■ **Lesetext**
Art as Connection, Vernisssage, Aargauer Kunsthaus, Aarau, 23. Oktober 2021. (c) Alex Spichale

NAH AM PUBLIKUM
Berufliche Stationen führten Katharina Ammann von den Kunstmuseen Solothurn und Chur ans Schweizerische Institut für Kunstwissenschaft in Zürich (SIK-ISEA). «Für mich bedeutet der Schritt von SIK-ISEA ins Aargauer Kunsthaus ein Zurückkommen. Ich war ja früher bereits kuratorisch tätig. Die Museumsarbeit sagt mir sehr zu, und abgesehen davon, besteht ein enger Zusammenhang zwischen den beiden Gebieten Forschung und Vermittlung. Für ein breiteres Publikum zu arbeiten, das macht für mich den Reiz aus», führt sie aus.

(c) Georg Aerni

JAHR IM ZEICHEN DER SAMMLUNG
2022 steht im Zeichen der Sammlung, die aus unterschiedlichen Blickwinkeln beleuchtet wird. Über queere und feministische Neubewertungen und über den Blick auf die inhaltlichen Schwerpunktverschiebungen, die wichtige Neuzugänge in der Sammlung bewirken, gipfelt das Ausstellungsjahr in einer neuen Publikation zur Sammlung, die anfangs 2023 erscheinen wird. Die Direktorin setzt sich stark dafür ein, dass das Publikum ein noch grösseres Bewusstsein erhält, welcher Schatz hier im Aargauer Kunsthaus mit dieser einmaligen Sammlung mit Fokus auf Kunst in der Schweiz liegt.

■ **Arbeitsauftrag**
Geben Sie aus dem Lesetext die Passage wörtlich wieder, die mit „(c) Georg Aerni“ beginnt und mit „der Schweiz liegt.“ endet. Die Einträge spielen für diese Aufgabe keine Rolle.

■ **Eingabedaten**
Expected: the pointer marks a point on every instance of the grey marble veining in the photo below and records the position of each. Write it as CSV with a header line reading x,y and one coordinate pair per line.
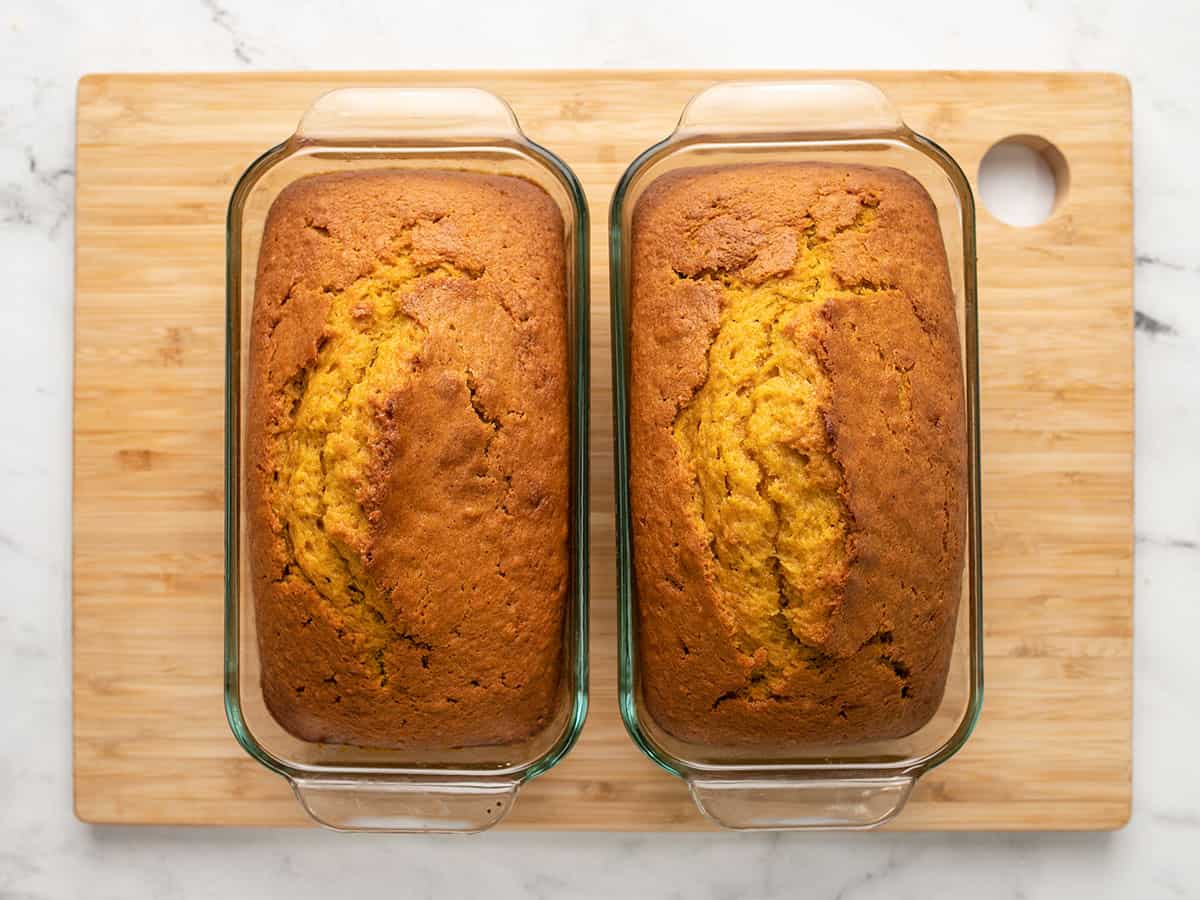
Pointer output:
x,y
46,47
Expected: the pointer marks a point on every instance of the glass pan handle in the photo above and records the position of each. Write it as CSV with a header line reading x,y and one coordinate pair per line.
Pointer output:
x,y
409,114
809,109
801,803
402,805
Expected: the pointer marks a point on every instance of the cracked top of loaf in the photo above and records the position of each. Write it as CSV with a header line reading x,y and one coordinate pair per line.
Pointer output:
x,y
407,459
798,454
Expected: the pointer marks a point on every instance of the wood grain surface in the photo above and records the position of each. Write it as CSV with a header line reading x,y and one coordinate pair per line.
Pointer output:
x,y
157,157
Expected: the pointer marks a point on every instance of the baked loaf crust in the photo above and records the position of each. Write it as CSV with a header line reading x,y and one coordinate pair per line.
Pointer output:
x,y
407,459
798,453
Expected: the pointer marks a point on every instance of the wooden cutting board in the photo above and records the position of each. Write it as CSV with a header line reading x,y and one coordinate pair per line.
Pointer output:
x,y
157,157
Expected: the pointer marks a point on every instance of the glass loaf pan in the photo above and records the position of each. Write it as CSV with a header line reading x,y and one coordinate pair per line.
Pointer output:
x,y
814,786
364,789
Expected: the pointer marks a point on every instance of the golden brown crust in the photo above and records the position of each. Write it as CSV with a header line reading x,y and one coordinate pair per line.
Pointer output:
x,y
850,264
406,459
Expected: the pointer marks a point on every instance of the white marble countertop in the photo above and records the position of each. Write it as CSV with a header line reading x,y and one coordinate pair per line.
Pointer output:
x,y
45,47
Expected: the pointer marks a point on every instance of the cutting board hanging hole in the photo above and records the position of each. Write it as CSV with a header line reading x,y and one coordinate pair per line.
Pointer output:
x,y
1023,180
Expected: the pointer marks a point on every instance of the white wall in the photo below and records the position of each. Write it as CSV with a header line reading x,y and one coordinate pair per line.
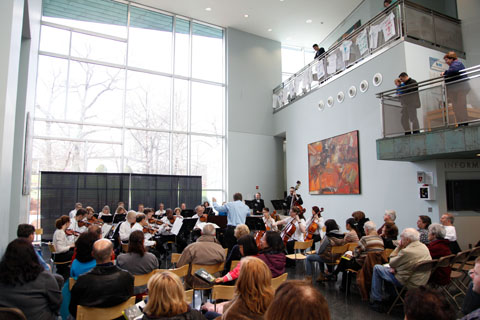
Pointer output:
x,y
384,184
254,155
469,13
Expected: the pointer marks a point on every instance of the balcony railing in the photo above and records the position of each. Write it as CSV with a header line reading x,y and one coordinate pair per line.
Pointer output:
x,y
402,19
436,104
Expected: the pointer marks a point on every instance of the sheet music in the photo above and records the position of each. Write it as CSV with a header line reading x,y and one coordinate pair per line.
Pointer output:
x,y
176,226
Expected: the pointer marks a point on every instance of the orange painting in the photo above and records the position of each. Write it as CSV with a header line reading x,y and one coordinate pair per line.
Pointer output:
x,y
333,165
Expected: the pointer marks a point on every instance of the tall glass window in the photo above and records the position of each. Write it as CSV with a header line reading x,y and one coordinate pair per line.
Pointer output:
x,y
127,88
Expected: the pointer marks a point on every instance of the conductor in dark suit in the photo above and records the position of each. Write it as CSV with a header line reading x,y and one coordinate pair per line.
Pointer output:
x,y
258,204
410,100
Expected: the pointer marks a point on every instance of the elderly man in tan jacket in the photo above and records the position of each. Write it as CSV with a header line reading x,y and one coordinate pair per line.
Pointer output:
x,y
409,252
207,251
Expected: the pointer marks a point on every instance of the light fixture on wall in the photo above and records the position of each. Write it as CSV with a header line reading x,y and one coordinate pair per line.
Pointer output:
x,y
352,91
321,105
377,79
363,86
330,102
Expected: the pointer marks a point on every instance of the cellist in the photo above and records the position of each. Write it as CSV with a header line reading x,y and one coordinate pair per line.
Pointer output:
x,y
296,219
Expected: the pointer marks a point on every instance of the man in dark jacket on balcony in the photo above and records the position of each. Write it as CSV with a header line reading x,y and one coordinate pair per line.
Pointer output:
x,y
104,286
410,101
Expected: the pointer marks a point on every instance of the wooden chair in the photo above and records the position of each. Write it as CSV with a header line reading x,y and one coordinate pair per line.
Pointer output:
x,y
87,313
424,266
12,314
142,279
189,296
71,283
276,282
222,292
234,264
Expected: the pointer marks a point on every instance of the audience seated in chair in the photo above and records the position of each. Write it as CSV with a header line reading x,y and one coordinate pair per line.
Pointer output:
x,y
273,253
471,303
247,247
104,286
26,285
167,300
403,259
206,251
298,300
333,237
423,303
439,247
137,261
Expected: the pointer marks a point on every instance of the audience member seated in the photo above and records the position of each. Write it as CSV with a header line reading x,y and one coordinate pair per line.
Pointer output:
x,y
389,216
63,245
371,242
389,235
234,254
471,303
273,253
247,247
298,300
439,247
447,220
26,285
360,220
423,303
137,261
423,223
403,259
333,237
104,286
166,299
207,251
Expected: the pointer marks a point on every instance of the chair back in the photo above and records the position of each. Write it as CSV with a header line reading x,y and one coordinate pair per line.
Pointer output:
x,y
234,264
71,283
181,272
223,292
142,279
276,282
87,313
12,314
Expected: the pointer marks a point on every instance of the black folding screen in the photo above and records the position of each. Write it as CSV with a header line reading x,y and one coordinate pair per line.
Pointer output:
x,y
61,190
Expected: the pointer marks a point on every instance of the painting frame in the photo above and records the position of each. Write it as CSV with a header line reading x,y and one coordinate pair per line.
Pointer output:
x,y
334,165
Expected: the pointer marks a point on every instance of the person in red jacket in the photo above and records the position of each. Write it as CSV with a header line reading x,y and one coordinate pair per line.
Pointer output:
x,y
439,247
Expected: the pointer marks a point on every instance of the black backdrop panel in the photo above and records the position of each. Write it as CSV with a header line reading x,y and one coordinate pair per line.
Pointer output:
x,y
61,190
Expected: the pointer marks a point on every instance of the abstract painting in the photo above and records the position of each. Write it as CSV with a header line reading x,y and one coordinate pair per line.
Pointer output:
x,y
333,165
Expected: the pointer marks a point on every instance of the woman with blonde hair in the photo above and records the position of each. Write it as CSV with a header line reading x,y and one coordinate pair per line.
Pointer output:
x,y
167,300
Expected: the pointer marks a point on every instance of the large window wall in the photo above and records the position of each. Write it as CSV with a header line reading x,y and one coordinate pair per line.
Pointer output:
x,y
126,88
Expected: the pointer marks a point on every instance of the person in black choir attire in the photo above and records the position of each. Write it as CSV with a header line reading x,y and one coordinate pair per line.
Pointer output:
x,y
258,204
318,51
296,198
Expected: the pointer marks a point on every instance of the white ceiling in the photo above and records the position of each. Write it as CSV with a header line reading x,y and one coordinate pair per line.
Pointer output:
x,y
286,18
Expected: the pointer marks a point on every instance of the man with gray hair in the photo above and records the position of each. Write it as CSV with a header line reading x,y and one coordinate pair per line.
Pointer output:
x,y
104,286
403,259
206,250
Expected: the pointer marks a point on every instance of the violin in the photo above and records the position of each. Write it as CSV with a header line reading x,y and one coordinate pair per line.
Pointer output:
x,y
312,227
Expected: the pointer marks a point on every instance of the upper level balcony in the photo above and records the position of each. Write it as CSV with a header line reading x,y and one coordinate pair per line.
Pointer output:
x,y
437,121
403,21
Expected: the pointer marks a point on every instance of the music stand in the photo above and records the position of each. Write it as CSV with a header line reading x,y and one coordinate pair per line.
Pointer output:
x,y
220,221
255,223
187,213
119,218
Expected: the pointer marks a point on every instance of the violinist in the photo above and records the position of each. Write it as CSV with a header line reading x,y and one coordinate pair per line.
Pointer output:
x,y
293,197
296,219
126,226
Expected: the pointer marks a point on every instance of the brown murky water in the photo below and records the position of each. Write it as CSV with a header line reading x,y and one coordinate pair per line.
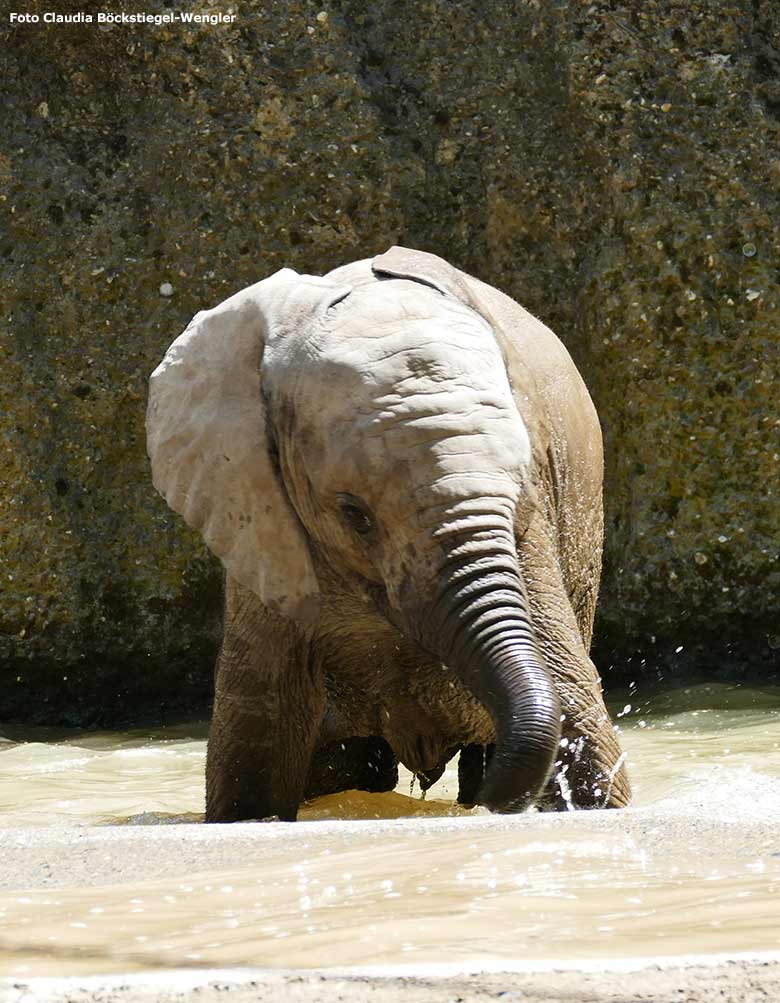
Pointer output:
x,y
693,867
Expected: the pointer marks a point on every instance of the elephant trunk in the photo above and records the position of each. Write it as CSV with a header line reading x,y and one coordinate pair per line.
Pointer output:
x,y
479,625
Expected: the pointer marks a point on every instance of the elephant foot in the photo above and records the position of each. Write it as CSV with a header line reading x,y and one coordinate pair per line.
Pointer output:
x,y
352,764
472,765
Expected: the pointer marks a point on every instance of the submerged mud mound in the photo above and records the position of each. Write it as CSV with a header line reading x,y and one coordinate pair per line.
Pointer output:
x,y
614,166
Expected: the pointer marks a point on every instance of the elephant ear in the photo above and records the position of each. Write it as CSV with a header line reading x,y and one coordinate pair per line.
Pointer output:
x,y
209,444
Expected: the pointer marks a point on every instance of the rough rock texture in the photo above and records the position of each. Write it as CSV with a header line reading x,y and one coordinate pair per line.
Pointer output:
x,y
614,165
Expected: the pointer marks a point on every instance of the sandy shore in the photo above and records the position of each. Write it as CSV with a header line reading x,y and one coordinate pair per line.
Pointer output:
x,y
104,858
733,981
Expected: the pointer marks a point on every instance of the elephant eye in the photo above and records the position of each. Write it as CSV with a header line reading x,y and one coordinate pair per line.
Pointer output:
x,y
355,516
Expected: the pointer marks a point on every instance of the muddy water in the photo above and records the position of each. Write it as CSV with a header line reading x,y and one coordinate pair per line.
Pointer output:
x,y
693,867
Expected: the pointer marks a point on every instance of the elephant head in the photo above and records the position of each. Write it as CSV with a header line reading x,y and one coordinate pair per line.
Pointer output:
x,y
363,425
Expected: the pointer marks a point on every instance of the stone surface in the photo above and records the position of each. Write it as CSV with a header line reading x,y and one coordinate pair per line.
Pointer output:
x,y
615,166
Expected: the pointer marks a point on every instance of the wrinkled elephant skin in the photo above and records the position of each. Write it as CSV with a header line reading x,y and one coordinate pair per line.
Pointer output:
x,y
401,471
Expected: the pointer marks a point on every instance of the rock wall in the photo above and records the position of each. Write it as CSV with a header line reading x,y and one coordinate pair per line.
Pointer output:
x,y
613,165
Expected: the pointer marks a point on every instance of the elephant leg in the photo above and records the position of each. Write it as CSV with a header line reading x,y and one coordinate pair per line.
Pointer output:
x,y
269,702
472,764
356,763
590,770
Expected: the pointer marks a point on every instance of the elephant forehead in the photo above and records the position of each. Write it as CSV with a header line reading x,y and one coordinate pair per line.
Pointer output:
x,y
384,335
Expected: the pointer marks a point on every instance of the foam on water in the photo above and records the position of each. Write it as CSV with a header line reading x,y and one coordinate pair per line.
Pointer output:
x,y
389,880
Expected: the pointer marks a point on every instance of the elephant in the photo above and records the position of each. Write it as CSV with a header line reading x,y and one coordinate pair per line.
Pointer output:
x,y
400,469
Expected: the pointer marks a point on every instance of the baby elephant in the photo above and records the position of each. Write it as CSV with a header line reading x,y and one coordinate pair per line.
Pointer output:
x,y
401,471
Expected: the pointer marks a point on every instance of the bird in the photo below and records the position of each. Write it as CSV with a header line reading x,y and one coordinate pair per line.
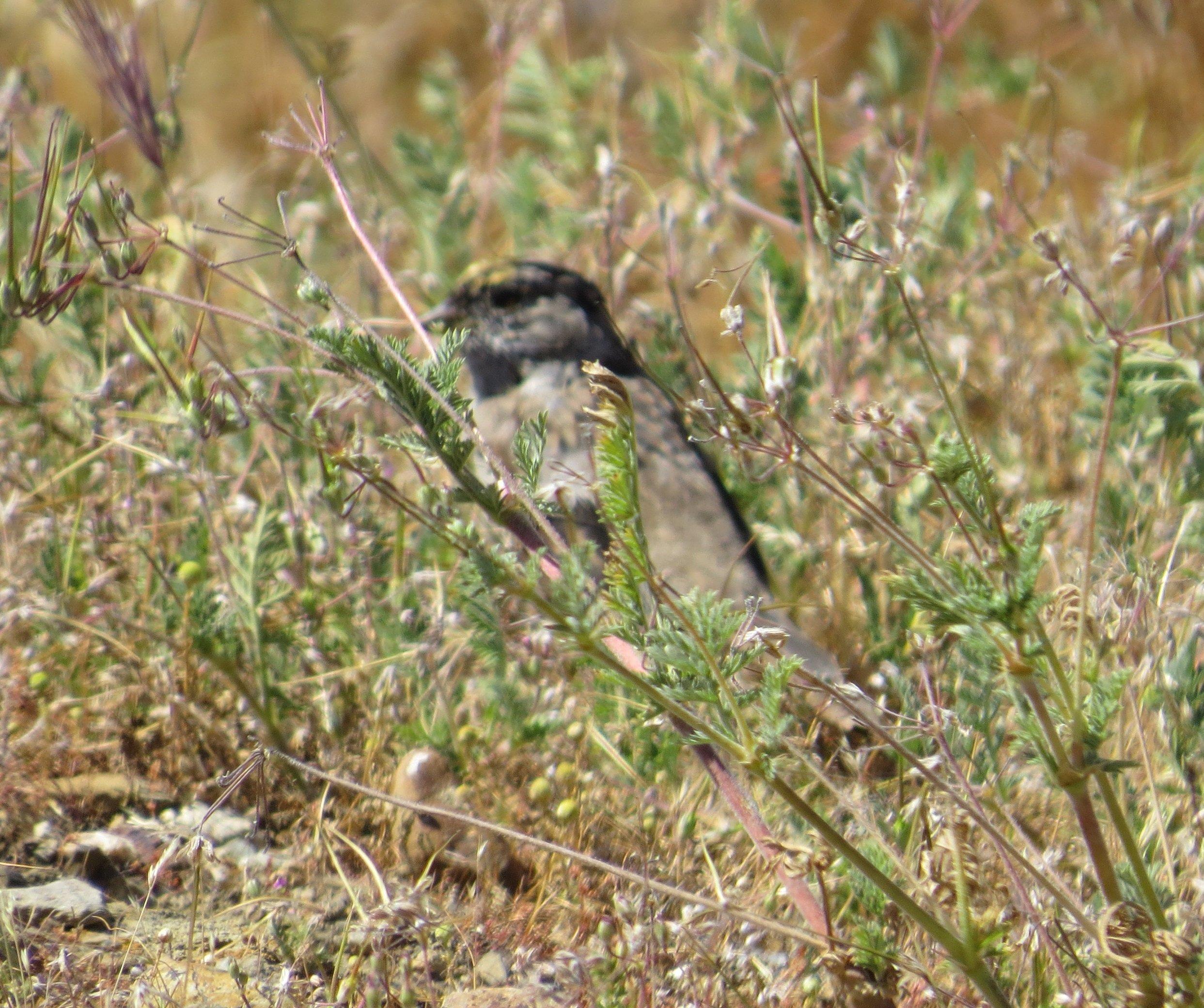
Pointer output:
x,y
532,328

■ **Ergebnis**
(c) Georg Aerni

JAHR IM ZEICHEN DER SAMMLUNG
2022 steht im Zeichen der Sammlung, die aus unterschiedlichen Blickwinkeln beleuchtet wird. Über queere und feministische Neubewertungen und über den Blick auf die inhaltlichen Schwerpunktverschiebungen, die wichtige Neuzugänge in der Sammlung bewirken, gipfelt das Ausstellungsjahr in einer neuen Publikation zur Sammlung, die anfangs 2023 erscheinen wird. Die Direktorin setzt sich stark dafür ein, dass das Publikum ein noch grösseres Bewusstsein erhält, welcher Schatz hier im Aargauer Kunsthaus mit dieser einmaligen Sammlung mit Fokus auf Kunst in der Schweiz liegt.